Given task
Shift every bounding-box coordinate in the answers by -9 and write out all the lines again, requests included, starting with the line containing "If the dog's forehead" and going on through the line containing "[232,31,685,261]".

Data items
^^^^^^^^
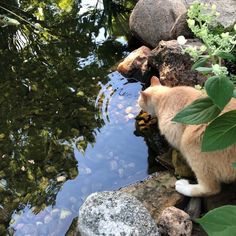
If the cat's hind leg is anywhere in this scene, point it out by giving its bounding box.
[175,179,220,197]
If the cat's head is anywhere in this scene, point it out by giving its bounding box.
[138,76,167,116]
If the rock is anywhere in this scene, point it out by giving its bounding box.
[185,0,236,29]
[120,171,185,223]
[159,207,193,236]
[78,191,160,236]
[185,197,201,219]
[129,0,187,47]
[203,183,236,212]
[117,46,151,80]
[148,39,206,87]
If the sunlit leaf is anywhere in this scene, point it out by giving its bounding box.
[216,51,236,61]
[58,0,74,12]
[173,97,220,124]
[197,205,236,236]
[205,76,234,110]
[195,67,212,73]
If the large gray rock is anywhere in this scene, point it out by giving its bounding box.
[159,207,193,236]
[78,191,160,236]
[129,0,186,47]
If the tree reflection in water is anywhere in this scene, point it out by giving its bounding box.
[0,0,134,235]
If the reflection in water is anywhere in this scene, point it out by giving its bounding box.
[0,0,151,235]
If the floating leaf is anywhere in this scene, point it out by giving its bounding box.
[205,76,234,110]
[197,205,236,236]
[60,209,72,220]
[202,110,236,152]
[173,97,220,125]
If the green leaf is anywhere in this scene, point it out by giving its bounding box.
[195,67,212,73]
[173,97,220,125]
[197,205,236,236]
[233,89,236,98]
[205,76,234,110]
[191,57,208,70]
[216,52,236,61]
[202,110,236,152]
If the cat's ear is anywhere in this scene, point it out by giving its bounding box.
[151,76,161,87]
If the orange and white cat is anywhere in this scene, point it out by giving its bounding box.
[138,76,236,197]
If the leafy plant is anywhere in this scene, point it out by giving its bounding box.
[173,2,236,236]
[173,2,236,151]
[197,205,236,236]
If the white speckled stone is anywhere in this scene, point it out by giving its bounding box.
[78,191,160,236]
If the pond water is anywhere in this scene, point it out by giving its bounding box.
[0,0,158,236]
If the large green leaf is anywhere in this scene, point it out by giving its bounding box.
[197,205,236,236]
[173,97,220,125]
[195,67,212,73]
[205,76,234,110]
[216,51,236,61]
[202,110,236,152]
[233,89,236,98]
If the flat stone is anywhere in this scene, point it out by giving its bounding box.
[148,39,206,87]
[120,171,184,223]
[159,207,193,236]
[129,0,187,47]
[77,191,160,236]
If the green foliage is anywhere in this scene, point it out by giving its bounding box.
[0,0,134,232]
[173,97,220,125]
[202,110,236,151]
[174,2,236,151]
[205,75,234,109]
[197,205,236,236]
[174,2,236,236]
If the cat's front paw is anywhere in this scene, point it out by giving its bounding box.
[175,179,192,197]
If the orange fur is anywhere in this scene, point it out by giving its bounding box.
[138,77,236,197]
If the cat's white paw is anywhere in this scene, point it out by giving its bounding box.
[175,179,192,197]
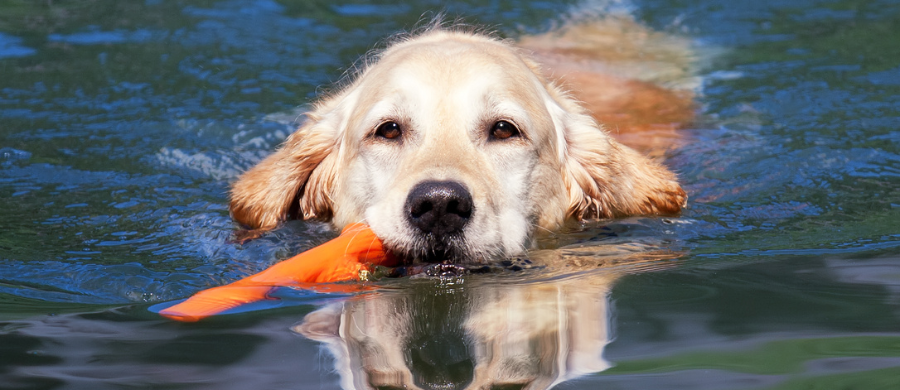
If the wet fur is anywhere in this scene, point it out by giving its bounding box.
[231,22,691,260]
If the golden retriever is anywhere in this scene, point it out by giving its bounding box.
[231,19,692,263]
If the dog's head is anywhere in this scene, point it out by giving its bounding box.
[231,30,686,261]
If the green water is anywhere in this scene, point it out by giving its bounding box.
[0,0,900,389]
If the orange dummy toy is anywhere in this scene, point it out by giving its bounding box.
[159,223,397,322]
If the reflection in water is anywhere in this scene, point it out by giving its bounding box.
[293,273,615,389]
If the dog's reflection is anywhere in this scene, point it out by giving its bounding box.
[294,273,615,389]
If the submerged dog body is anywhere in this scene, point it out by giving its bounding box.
[231,25,686,261]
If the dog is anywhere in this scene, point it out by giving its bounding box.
[230,17,692,263]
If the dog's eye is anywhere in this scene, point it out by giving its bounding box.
[491,121,519,139]
[375,122,403,139]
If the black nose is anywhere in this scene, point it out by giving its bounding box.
[406,181,472,238]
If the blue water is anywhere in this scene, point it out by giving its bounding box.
[0,0,900,389]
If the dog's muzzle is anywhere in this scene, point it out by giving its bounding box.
[404,181,474,257]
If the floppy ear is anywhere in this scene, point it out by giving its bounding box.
[231,100,343,230]
[548,85,687,219]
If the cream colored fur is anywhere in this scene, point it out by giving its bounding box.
[231,28,687,261]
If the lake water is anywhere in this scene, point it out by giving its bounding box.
[0,0,900,389]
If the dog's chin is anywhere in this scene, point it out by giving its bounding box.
[385,234,483,264]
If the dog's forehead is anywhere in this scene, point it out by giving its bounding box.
[365,35,536,98]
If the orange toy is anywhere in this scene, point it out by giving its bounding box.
[159,223,397,322]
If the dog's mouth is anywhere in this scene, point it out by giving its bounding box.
[386,234,477,265]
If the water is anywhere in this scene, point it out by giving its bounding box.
[0,0,900,389]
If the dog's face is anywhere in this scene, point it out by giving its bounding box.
[334,37,566,260]
[232,31,685,261]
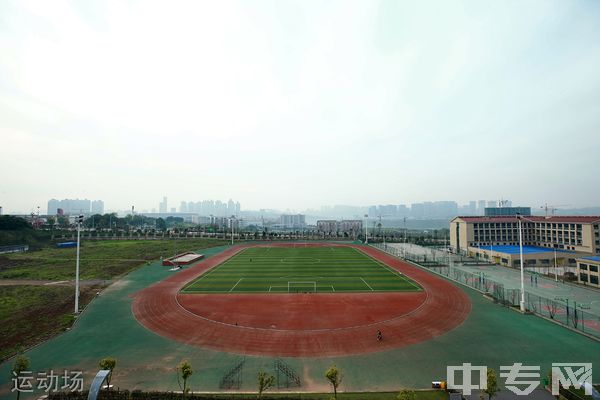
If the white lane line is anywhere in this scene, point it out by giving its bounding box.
[360,276,374,292]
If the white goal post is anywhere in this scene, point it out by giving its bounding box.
[288,281,317,293]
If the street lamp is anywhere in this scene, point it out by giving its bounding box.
[75,214,83,315]
[365,214,369,244]
[517,213,525,313]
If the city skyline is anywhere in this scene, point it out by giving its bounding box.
[23,196,600,219]
[0,1,600,213]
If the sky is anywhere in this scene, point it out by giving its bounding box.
[0,0,600,213]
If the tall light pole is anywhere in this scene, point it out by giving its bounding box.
[517,214,525,312]
[554,245,558,282]
[75,214,83,315]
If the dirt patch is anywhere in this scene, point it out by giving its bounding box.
[0,256,31,271]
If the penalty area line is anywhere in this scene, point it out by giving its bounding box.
[229,278,244,292]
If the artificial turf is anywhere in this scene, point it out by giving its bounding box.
[182,246,421,293]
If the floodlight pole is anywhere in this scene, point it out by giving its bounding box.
[75,215,83,315]
[554,245,558,282]
[517,214,525,312]
[231,215,233,246]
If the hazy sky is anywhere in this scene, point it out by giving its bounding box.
[0,0,600,216]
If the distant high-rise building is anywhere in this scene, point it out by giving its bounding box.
[92,200,104,214]
[158,197,167,214]
[280,214,306,228]
[469,200,477,215]
[47,199,95,215]
[410,203,425,218]
[485,207,531,217]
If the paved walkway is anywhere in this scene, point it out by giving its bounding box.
[0,279,111,286]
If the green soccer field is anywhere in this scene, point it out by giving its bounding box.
[182,247,422,293]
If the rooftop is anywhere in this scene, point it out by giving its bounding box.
[454,215,600,224]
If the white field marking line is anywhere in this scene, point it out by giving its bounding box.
[360,276,374,292]
[229,278,244,292]
[352,247,421,290]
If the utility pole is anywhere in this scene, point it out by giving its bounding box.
[75,214,83,315]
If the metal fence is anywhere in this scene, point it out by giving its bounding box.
[373,244,600,339]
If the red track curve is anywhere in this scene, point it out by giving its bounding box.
[132,243,471,357]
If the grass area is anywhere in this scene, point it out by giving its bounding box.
[49,390,449,400]
[183,246,421,293]
[205,390,449,400]
[0,239,227,281]
[0,286,97,360]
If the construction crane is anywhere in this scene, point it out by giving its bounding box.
[540,203,570,218]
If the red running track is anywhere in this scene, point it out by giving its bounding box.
[132,243,471,357]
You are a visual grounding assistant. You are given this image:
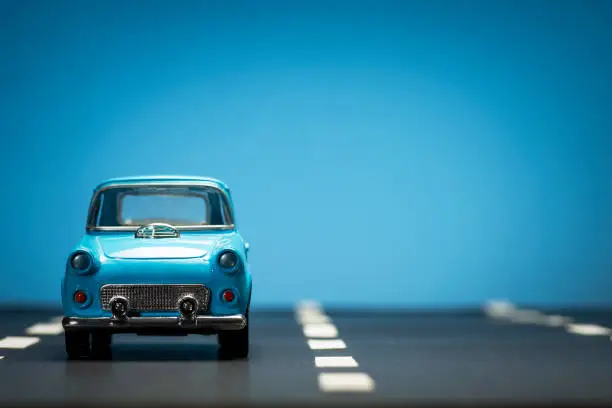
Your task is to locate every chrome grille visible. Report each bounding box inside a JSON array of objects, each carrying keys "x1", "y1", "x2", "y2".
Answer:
[{"x1": 100, "y1": 285, "x2": 210, "y2": 312}]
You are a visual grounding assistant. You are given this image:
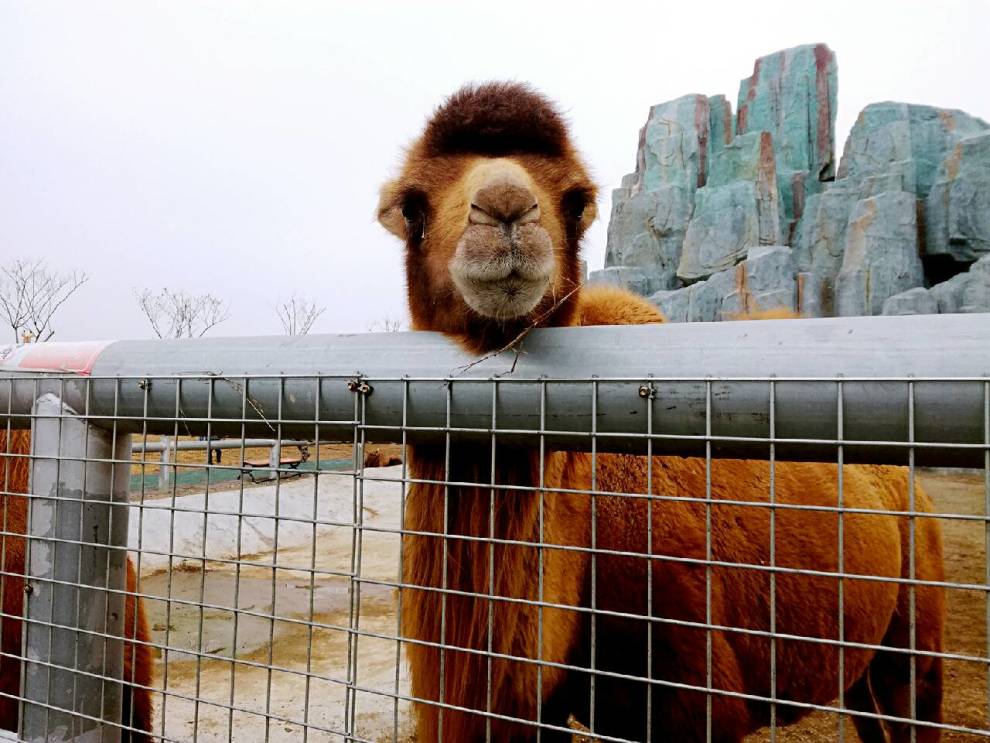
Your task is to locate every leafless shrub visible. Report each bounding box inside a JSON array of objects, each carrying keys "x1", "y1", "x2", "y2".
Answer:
^^^^^^^^
Response to this exercise
If the dog's forehead is anywhere in this scene, point it out by giving its bounding box.
[356,26,527,89]
If the orange toy is anywhere in this scene, point it out by giving its bounding box.
[150,214,388,313]
If the dog's mouth is anywhere in this scene, point it out by giving its bounding box.
[377,225,468,256]
If the water is anywhere in this scene, point it out by giving its bounding box.
[-9,-9,891,380]
If the dog's face is anywhere in this scene, point it out by giving its bounding box.
[325,28,557,251]
[223,22,676,252]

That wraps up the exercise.